* BEGIN Dataset extract *

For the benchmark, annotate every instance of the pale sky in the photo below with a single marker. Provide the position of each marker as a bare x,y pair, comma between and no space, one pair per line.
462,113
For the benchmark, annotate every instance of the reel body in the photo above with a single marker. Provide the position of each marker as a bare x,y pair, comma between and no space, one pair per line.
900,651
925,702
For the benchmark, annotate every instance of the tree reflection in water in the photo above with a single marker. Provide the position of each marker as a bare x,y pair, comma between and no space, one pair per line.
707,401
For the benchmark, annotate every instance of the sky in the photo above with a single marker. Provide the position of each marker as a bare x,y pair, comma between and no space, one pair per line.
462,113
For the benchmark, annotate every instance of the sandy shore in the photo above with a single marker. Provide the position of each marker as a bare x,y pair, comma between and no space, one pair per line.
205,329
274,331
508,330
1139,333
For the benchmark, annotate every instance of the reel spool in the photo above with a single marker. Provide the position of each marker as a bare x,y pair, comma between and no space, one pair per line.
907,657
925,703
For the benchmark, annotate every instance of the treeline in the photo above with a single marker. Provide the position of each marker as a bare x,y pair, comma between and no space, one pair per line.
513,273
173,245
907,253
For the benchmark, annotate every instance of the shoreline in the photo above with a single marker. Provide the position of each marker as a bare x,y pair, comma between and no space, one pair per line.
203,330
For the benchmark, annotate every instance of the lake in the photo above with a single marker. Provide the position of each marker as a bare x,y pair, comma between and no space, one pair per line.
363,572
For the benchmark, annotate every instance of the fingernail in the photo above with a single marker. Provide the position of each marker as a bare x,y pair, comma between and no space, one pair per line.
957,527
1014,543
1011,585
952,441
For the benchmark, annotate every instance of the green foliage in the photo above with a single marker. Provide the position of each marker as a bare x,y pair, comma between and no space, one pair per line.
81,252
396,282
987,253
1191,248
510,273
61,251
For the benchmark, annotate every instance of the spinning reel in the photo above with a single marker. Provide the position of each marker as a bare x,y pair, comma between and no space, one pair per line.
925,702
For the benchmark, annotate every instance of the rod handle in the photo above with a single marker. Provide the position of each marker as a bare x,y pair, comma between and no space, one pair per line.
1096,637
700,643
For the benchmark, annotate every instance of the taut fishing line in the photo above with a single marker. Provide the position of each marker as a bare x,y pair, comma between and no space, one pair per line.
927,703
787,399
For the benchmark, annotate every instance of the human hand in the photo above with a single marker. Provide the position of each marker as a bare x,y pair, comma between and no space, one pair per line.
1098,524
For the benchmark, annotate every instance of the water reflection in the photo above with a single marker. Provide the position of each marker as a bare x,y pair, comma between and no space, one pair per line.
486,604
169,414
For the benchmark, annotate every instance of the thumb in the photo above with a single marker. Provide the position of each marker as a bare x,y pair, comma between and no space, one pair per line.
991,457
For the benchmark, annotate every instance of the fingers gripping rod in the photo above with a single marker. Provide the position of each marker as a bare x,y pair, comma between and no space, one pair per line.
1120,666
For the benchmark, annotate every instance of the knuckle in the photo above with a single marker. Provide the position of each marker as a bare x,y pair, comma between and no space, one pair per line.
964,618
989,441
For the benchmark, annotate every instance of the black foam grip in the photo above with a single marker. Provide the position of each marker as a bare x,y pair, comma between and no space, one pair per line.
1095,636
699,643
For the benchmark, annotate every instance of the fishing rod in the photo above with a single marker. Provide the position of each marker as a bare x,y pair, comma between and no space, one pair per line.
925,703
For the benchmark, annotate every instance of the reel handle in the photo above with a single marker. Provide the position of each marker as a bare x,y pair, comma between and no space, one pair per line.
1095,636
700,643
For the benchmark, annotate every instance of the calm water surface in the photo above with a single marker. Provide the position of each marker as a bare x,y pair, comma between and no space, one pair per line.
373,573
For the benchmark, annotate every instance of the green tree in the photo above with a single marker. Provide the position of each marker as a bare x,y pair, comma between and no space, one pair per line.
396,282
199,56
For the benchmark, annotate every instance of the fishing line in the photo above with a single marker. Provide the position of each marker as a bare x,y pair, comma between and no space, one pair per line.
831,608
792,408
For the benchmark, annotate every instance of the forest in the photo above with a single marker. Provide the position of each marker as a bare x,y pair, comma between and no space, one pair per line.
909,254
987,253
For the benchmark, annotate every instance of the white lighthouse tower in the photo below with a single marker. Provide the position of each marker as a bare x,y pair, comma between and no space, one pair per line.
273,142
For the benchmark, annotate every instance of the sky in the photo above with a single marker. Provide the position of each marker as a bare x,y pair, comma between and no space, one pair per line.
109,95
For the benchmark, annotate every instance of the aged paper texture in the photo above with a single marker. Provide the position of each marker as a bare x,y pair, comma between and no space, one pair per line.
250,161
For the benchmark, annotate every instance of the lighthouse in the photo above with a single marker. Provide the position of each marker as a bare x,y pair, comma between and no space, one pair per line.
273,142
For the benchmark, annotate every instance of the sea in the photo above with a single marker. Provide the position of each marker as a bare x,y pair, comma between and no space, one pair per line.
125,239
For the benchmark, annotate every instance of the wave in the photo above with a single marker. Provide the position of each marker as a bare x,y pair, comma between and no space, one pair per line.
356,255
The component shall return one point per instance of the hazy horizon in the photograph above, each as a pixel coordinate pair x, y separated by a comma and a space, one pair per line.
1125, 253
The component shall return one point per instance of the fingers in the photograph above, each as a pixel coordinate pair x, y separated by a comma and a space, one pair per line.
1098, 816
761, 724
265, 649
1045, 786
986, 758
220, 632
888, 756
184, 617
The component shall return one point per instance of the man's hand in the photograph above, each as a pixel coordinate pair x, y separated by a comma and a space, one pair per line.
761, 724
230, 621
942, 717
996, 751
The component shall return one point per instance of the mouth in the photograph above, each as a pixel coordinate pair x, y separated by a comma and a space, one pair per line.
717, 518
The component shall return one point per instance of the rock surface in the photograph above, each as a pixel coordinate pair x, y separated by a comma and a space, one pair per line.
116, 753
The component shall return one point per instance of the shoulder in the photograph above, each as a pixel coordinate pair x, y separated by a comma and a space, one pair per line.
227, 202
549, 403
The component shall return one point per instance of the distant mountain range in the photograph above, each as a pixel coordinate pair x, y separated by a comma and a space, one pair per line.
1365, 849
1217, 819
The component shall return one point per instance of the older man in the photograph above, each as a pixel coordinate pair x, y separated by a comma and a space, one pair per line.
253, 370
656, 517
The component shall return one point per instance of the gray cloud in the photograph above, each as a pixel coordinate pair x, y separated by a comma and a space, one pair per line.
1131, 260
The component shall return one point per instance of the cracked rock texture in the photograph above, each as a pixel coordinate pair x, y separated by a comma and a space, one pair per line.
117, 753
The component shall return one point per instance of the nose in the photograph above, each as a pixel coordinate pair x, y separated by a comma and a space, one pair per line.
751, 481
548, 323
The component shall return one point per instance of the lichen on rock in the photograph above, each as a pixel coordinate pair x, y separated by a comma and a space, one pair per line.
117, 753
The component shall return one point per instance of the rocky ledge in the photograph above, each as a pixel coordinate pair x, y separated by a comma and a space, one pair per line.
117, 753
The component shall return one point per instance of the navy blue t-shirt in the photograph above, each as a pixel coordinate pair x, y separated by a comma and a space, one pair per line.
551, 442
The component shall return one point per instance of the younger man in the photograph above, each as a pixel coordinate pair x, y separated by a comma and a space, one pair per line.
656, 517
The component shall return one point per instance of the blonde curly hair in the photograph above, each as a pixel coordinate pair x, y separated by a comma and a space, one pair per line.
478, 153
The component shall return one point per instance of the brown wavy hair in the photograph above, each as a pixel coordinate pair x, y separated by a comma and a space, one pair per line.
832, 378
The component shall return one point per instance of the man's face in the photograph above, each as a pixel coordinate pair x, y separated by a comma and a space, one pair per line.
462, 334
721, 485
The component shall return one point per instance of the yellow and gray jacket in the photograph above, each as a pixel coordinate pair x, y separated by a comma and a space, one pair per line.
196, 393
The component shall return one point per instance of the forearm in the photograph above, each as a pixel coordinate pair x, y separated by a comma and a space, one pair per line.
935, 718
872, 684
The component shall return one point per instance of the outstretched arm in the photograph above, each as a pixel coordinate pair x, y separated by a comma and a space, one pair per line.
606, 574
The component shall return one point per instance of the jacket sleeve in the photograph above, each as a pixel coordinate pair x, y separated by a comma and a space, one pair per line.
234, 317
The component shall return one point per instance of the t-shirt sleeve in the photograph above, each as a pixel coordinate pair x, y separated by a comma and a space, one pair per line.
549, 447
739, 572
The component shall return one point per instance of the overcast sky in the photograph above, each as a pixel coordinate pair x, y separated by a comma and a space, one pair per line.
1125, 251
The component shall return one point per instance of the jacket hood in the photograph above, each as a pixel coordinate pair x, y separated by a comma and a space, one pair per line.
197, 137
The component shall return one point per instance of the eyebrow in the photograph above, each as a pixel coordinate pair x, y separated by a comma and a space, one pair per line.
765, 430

* END Dataset extract *

• [Task statement] Transfer the listing above, starting at the line containing "The component shall return one point per instance of the t-shirt" and ending at the end of the listing, with the requests carried over as they are. Add 110 to every coordinate in the answers.

• [Output]
The component shall return one point per instance of the t-shirt sleeve in the photograph above, each as a pixel coordinate pair x, y separated by a comma and a space, one pair per line.
659, 557
849, 682
The component shall return one point per instance of the overcast sky in the photograph above, each as a pixel coordinate pair x, y separated by a comma and a space, one pair per line.
1235, 361
The component shall return one point per instance of the jacket hood in the photograph above, each as a pixel coordinate pair x, y separated by a comma and a space, one pair per line.
307, 247
The component shall return one point per instance of the eyebrow in the photograph above, each as a pixel coordinate pair x, y separated by a comma and a space, one pair per line.
875, 540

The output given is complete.